- Article -
━━━━━━━━━━

28.10.05 | This week, the Seniat reached new extremes and moved into new areas in its determination to mete out sanctions. It closed the daily newspaper El Impulso for 24 hours and fined it Bs.28.3 million for invoicing irregularities in 2002. It also, surprisingly, sanctioned PDVSA-Gas, an affiliate of the Venezuelan state-owned oil company, with fines of Bs.150 million for failing to comply with its tax obligations and with the closing of its administrative offices for 48 hours, besides notifying the company of a tax claim filed in connection with Bs.500 billion withheld in VAT and not handed over to the National Treasury.

While the amount of the claim for Bs.500 billion is the highest applied by the Seniat to date, the fine will have no major consequences because the money will stay in the family (read the public sector). The issue here is that the fact that PDVSA-Gas has issued unauthorized invoices, has failed to comply with buy-sell requirements, and has been behind with its tax obligations since 2001 confirms the wide held perception that PDVSA has become inefficient.

If the purpose of the sanction was to demonstrate that no one is beyond or is exempt from the sanctioning arm of the Seniat, then the point has been made. All companies, small, medium-sized or small, in whatever sector, and regardless of their type of business, can expect a tax audit. The Seniat will be knocking on their doors. It has become clear that this is inevitable.

What worries VenEconomy about this “efficiency” on the part of the Seniat is that the vast majority of the closures are conducted without respecting the affected party’s right to defense and that the punishments are out of proportion to the infringements in question.

In most cases, a defect or mistake in just one invoice over a period of several tax years leads to the closing of the business. Closing stores and companies implies not only high economic costs but it also has a negative impact on the image of these concerns in the eyes of their customers, suppliers, and business associates.

What is most worrisome is that the Seniat’s “efficiency” is not limited to closing establishments and adverse publicity, there have also been cases of claims of tax irregularities being filed that have no legal basis, such as those filed against service contractors in the oil sector. These contractors were arbitrarily and illegally classified as “oil companies” and this classification was applied retroactively with the subsequent filing of multimillion tax claim. Worse even than these tax claims is the Executive’s threat to disqualify companies who defend themselves legally (those who take their cases to the competent courts of arbitration, for example) from taking part in bidding on future work projects. Efficiency without respect for the rule of law equals autocracy.

And for those who still admire this “efficiency” of the Seniat in its compulsive collection of taxes, suffice it to recall that Benito Mussolini managed to get the trains running on time.

━━━━━━━━━━

[Source records]
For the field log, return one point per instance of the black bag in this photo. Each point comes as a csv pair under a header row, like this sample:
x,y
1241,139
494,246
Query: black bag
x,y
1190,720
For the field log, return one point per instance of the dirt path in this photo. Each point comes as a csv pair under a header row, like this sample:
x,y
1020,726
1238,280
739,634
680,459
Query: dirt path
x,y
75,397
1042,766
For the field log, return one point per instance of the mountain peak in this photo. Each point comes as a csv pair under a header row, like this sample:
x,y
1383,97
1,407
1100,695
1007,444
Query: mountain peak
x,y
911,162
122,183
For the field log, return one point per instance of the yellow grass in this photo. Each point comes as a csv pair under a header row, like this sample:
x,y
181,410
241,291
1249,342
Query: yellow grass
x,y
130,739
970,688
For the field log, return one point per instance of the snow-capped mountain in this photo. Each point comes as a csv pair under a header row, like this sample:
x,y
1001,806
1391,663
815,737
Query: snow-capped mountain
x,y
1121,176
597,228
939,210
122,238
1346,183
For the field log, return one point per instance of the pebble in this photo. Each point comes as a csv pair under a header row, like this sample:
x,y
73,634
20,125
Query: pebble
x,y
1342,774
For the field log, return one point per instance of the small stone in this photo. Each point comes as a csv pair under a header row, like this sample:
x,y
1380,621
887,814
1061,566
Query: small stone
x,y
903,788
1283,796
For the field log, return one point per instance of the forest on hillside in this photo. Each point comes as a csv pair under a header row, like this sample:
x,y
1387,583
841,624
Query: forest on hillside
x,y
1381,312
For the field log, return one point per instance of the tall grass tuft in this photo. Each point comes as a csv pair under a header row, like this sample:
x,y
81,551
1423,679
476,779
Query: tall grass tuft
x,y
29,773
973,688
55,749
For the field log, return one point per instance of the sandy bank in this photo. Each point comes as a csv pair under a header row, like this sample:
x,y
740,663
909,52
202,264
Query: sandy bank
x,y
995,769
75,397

━━━━━━━━━━

- Given problem -
From the text on the Seniat's tax sanctions, extract the passage starting at "What worries VenEconomy" and ending at "infringements in question.", copied word for word.

- Completed exercise -
What worries VenEconomy about this “efficiency” on the part of the Seniat is that the vast majority of the closures are conducted without respecting the affected party’s right to defense and that the punishments are out of proportion to the infringements in question.